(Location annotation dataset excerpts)
▼
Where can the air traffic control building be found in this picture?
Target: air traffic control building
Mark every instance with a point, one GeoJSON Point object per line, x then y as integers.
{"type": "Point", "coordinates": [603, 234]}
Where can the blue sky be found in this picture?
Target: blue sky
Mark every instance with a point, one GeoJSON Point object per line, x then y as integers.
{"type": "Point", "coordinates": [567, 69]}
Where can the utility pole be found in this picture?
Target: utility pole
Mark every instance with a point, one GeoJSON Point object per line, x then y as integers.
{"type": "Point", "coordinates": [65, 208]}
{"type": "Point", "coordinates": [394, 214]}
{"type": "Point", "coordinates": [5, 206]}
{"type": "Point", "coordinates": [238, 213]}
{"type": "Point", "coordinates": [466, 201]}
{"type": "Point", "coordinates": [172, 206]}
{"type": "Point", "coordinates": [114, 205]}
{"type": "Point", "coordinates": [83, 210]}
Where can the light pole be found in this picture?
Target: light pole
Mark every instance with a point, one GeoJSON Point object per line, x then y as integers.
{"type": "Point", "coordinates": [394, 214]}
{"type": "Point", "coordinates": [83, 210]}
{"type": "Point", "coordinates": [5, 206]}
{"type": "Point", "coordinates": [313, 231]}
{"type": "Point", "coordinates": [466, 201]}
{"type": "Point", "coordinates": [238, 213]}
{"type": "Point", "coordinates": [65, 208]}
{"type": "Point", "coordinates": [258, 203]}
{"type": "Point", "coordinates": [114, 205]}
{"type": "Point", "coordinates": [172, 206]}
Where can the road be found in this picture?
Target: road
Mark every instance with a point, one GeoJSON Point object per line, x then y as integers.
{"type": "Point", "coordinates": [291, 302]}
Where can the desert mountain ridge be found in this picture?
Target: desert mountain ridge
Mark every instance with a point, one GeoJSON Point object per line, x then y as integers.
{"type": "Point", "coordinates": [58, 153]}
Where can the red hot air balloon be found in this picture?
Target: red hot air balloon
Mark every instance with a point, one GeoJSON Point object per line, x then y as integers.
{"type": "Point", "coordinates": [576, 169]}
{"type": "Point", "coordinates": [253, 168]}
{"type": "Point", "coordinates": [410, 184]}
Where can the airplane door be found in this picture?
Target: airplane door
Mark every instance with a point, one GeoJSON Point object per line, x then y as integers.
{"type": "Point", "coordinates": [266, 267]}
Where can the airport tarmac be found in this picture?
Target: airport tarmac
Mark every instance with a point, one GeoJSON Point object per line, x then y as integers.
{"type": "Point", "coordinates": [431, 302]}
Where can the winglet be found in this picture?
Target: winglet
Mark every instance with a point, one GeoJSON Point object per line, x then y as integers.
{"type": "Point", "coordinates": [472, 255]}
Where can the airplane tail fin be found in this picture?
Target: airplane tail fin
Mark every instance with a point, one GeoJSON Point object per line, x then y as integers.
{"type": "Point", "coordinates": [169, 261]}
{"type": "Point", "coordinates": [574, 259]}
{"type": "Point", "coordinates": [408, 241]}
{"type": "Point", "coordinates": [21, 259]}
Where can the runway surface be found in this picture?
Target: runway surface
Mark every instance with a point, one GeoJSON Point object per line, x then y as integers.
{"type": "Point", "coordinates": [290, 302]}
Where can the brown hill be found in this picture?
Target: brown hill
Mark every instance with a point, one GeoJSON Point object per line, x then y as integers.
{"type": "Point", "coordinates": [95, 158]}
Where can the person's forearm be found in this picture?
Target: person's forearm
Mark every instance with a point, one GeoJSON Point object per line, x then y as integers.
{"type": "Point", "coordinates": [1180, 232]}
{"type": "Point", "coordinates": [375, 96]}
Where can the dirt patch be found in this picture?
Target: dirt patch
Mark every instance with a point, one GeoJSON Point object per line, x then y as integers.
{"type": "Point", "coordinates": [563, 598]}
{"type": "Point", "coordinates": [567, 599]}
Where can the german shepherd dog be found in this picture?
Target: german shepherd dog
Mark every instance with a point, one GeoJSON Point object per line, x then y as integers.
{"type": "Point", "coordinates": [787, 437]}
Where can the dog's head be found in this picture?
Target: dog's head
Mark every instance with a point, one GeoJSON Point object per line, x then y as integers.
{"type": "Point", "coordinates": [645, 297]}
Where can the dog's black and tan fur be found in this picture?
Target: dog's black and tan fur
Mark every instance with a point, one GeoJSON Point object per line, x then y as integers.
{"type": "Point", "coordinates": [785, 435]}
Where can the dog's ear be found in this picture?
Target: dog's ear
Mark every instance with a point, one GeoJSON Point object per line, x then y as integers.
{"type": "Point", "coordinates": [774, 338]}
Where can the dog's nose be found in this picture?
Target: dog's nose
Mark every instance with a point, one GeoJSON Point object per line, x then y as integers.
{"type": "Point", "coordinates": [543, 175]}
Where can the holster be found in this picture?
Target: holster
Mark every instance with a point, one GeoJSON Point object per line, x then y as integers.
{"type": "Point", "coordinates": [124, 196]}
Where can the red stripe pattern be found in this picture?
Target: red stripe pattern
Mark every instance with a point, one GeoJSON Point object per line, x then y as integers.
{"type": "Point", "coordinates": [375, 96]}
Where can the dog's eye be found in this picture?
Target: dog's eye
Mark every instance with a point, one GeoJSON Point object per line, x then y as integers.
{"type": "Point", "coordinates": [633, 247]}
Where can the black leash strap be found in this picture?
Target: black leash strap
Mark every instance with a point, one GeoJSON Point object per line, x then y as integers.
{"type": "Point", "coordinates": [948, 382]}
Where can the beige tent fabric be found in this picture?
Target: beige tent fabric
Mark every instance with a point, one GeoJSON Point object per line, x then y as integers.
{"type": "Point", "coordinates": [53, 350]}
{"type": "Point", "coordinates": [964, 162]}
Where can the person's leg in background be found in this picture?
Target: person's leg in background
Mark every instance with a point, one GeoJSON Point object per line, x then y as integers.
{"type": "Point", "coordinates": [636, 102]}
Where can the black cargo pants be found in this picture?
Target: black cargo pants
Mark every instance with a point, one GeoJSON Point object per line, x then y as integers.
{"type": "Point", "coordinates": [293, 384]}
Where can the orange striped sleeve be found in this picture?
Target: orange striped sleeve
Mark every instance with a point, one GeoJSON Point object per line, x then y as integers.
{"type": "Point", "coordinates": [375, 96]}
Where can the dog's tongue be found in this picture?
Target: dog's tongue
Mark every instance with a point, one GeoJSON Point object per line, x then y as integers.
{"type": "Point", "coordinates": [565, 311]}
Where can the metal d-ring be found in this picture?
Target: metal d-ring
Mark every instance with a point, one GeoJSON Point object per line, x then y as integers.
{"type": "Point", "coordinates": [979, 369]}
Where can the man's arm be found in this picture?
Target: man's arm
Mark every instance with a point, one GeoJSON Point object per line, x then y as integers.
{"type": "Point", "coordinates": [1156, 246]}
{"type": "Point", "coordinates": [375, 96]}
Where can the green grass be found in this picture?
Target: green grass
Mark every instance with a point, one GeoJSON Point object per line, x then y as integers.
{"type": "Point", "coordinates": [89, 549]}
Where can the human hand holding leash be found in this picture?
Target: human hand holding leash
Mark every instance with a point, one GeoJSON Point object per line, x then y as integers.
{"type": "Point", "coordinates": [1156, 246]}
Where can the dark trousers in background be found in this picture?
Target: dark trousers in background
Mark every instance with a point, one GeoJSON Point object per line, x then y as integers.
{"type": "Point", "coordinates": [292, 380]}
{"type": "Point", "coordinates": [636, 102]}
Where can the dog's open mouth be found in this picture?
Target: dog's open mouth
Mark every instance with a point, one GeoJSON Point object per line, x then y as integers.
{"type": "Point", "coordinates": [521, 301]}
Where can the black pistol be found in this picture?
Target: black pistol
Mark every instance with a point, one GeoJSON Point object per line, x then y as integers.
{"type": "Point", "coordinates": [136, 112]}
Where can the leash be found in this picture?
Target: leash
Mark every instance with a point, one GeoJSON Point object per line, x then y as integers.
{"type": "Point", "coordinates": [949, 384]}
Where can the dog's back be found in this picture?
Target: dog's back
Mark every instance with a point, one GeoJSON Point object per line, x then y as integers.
▲
Task requirements: Edit the material from the line with "Where can the human" up to and including its final line, changing "black pistol" to "black handgun" and keeping everything else the same. Return only those lines.

Exercise output:
Where can the human hand holding leash be found in this picture?
Target: human hand holding leash
Mark every instance with a point, one GeoJSON Point object per line, x then y as integers.
{"type": "Point", "coordinates": [1156, 246]}
Where can the dark trousers in background be found in this picture?
Target: dark trousers in background
Mark every instance with a point, one GeoJSON Point object per line, x then y as integers.
{"type": "Point", "coordinates": [292, 380]}
{"type": "Point", "coordinates": [636, 102]}
Where can the dog's open mouth be found in this picture?
Target: dog's open mouth
Mark every instance with a point, one GeoJSON Point object per line, x then y as integers.
{"type": "Point", "coordinates": [521, 301]}
Where can the black handgun be found in this picture?
Target: black handgun
Mark every instance with a point, one GeoJSON Point object per line, x then y as integers.
{"type": "Point", "coordinates": [136, 112]}
Where can the leash be found in this picture?
Target: leash
Mark every instance with a point, one GeoJSON Point object per line, x then y as integers.
{"type": "Point", "coordinates": [949, 384]}
Where can the dog's back be found in this picture?
Target: dog's back
Mark every instance with a point, one GeoJSON Point object per line, x then y as integers.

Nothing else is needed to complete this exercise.